REQUIRED TASK:
Reproduce the following material verbatim, preserving every line without alteration.

Material excerpted from a collection:
>>>>>
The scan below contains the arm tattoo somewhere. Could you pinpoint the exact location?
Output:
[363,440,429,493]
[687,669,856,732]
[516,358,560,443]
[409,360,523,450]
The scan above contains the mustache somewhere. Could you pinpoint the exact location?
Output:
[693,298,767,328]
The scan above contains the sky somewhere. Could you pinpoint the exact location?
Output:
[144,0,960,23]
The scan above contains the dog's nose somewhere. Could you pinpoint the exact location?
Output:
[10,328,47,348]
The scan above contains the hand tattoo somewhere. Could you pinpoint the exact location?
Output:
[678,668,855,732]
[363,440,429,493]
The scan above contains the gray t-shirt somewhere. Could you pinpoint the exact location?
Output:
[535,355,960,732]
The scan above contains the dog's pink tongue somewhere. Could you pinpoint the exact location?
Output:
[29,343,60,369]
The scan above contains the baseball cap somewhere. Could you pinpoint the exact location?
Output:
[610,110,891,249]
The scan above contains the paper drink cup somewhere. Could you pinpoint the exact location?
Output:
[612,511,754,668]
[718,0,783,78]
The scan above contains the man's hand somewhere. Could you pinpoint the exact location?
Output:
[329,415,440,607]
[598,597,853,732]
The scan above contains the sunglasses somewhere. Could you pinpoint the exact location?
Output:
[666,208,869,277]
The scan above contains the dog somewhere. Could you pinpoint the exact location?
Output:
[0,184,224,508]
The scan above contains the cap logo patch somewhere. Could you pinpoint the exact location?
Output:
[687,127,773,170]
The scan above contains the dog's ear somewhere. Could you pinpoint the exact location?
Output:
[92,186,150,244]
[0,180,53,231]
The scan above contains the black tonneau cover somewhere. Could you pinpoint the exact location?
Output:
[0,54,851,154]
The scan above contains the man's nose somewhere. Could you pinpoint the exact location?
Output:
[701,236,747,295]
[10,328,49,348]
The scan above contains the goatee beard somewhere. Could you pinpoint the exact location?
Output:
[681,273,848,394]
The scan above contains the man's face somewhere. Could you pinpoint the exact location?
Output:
<<<<<
EXPECTED OUTPUT:
The scan below contains the arm tattoo somewhere. Could you pinpoint the exact location?
Output:
[363,440,429,493]
[687,669,856,732]
[516,358,560,443]
[409,360,523,450]
The scan above contains the mustache somewhere. Could you pinpoint the exact location?
Output:
[693,298,767,328]
The scan above contains the sky somewhere. Could you pinpoint the exact location?
Output:
[144,0,960,23]
The scan above contains the dog's nose somewhere. Could you pinpoint the exact location?
Output:
[10,328,47,348]
The scan above contains the hand tattoo somewhere. Could you pinpoint the exact location?
Output:
[678,668,855,732]
[363,440,429,493]
The scan above contains the gray t-shirt somewhere. Could you pinpoint the exact location?
Output:
[535,355,960,732]
The scan above contains the dog's pink tongue somewhere. Could you pinpoint the exact location?
Output:
[29,343,60,369]
The scan above contains the baseball cap somewhere. Could you pinpoint the exact location?
Output:
[610,110,891,249]
The scan above contains the paper drink cup somewhere. Could you pinpoint the exact location?
Output:
[612,511,754,668]
[718,0,783,78]
The scan above contains the man's hand somewhere. Could you pinpoint the exact location?
Output:
[329,415,440,607]
[598,597,853,732]
The scan above contains the sunglasses somewhere. Could you pinpoint the exact location?
Output:
[666,208,869,277]
The scan above contains the dog somewhere. Could you pinpoint the exact location?
Output:
[0,184,224,508]
The scan above contains the cap logo patch somewhere. Could you pinpoint the exact location?
Output:
[687,127,773,170]
The scan above contains the dog's ear somewhere. Could you pinpoint the exact location?
Output:
[92,186,150,244]
[0,180,53,231]
The scan above contains the black tonneau cover somewhere. Could you pinpoint the exact location?
Output:
[0,54,851,154]
The scan above contains the man's nose somewhere. Could you pinpoint the exact location?
Output:
[701,236,747,295]
[10,328,49,348]
The scan above contains the goatee beard somewhere. Could you pinpoint the exact location?
Output:
[681,273,848,394]
The scan above contains the man's face somewhere. Could you pinpoint the exact location?
Output:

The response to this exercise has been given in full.